## START Text shown

Washington State University

Pullman, WA 99164

509-335-3743 (phone)

509-335-2722 (fax)

ABSTRACT

The combination of the Bayesian inference and the Markov Chain Monte Carlo (MCMC) technique provides an effective approach for quantifying the uncertainties in the process-based soil greenhouse gas (GHG) emission models. In this paper, the most important procedure, the Metropolis-Hastings sampling, was investigated in details by comparing four univariate proposal distributions (symmetric/asymmetric uniform, and symmetric/asymmetric normal) and one multivariate normal proposal distribution. As a result of the case study on the SoilGHG model, almost all the posterior parameter ranges from the multivariate distribution shrank into an order of magnitude, even for those parameters with wide posterior ranges using the univariate distributions. The narrow standard deviation (below 10% of the mean value) meant small simulation errors in the SoilGHG model. The simulation errors in CO2 fluxes were much larger than those in N2O fluxes, which resulted in a greater importance in model structure than in model parameters for CO2 simulations, and this was opposite for N2O simulations. Significant implications from this study include: (i) deriving the covariance matrix of parameters for the multivariate normal proposal distribution based on the sampling results from the univariate distributions; and (ii) updating a single parameter rather than to update the entire parameter vector each time. The discussions on the uncertainties from different sources indicated that the model parametric and structural uncertainties could be controlled within a reasonable range using the SoilGHG model, and the measurement errors in gas fluxes and the uncertainties in model initialization were also important for model applications.

## END Text shown
## START Records for this exercise

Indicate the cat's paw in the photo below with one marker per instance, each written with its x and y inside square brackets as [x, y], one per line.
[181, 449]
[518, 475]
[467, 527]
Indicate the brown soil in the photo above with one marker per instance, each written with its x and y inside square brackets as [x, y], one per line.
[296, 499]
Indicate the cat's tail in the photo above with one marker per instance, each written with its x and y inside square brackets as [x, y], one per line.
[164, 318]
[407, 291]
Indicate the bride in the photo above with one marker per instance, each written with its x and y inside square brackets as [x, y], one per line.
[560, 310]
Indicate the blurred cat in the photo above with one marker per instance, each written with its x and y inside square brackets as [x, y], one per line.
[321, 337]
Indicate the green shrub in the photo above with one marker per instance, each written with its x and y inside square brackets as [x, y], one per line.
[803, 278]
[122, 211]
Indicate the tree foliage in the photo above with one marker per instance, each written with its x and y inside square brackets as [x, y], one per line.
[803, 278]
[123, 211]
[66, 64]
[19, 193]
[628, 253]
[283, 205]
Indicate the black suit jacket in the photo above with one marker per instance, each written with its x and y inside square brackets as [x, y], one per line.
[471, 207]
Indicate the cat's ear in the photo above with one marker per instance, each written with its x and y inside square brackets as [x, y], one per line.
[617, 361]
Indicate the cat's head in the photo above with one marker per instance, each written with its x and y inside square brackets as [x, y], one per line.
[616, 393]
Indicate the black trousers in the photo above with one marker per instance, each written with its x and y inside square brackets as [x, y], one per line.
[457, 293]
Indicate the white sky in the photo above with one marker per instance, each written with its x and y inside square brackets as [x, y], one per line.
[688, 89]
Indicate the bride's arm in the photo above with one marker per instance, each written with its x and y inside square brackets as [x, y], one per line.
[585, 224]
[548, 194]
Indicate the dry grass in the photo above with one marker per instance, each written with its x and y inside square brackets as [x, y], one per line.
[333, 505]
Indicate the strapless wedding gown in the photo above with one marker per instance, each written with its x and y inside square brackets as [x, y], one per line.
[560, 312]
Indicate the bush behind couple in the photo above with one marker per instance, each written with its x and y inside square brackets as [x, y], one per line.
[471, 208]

## END Records for this exercise

Exercise instructions:
1. Output the soil greenhouse gas modeling text in full, exactly as it appears.
2. Return the stretch of dataset items from the line containing "Indicate the black trousers" through the end of the dataset items, reproducing those lines exactly and nothing else.

Responses:
1.
Washington State University

Pullman, WA 99164

509-335-3743 (phone)

509-335-2722 (fax)

ABSTRACT

The combination of the Bayesian inference and the Markov Chain Monte Carlo (MCMC) technique provides an effective approach for quantifying the uncertainties in the process-based soil greenhouse gas (GHG) emission models. In this paper, the most important procedure, the Metropolis-Hastings sampling, was investigated in details by comparing four univariate proposal distributions (symmetric/asymmetric uniform, and symmetric/asymmetric normal) and one multivariate normal proposal distribution. As a result of the case study on the SoilGHG model, almost all the posterior parameter ranges from the multivariate distribution shrank into an order of magnitude, even for those parameters with wide posterior ranges using the univariate distributions. The narrow standard deviation (below 10% of the mean value) meant small simulation errors in the SoilGHG model. The simulation errors in CO2 fluxes were much larger than those in N2O fluxes, which resulted in a greater importance in model structure than in model parameters for CO2 simulations, and this was opposite for N2O simulations. Significant implications from this study include: (i) deriving the covariance matrix of parameters for the multivariate normal proposal distribution based on the sampling results from the univariate distributions; and (ii) updating a single parameter rather than to update the entire parameter vector each time. The discussions on the uncertainties from different sources indicated that the model parametric and structural uncertainties could be controlled within a reasonable range using the SoilGHG model, and the measurement errors in gas fluxes and the uncertainties in model initialization were also important for model applications.

2.
Indicate the black trousers in the photo above with one marker per instance, each written with its x and y inside square brackets as [x, y], one per line.
[457, 293]
Indicate the white sky in the photo above with one marker per instance, each written with its x and y inside square brackets as [x, y], one per line.
[688, 89]
Indicate the bride's arm in the photo above with one marker per instance, each written with its x and y inside square brackets as [x, y], one per line.
[585, 224]
[548, 194]
Indicate the dry grass in the photo above with one marker per instance, each written with its x and y inside square brackets as [x, y], one per line.
[333, 505]
Indicate the strapless wedding gown in the photo above with one marker per instance, each written with its x and y inside square brackets as [x, y], one per line.
[560, 312]
Indicate the bush behind couple in the photo above with one marker per instance, each written with its x and y inside square brackets as [x, y], one per line.
[471, 208]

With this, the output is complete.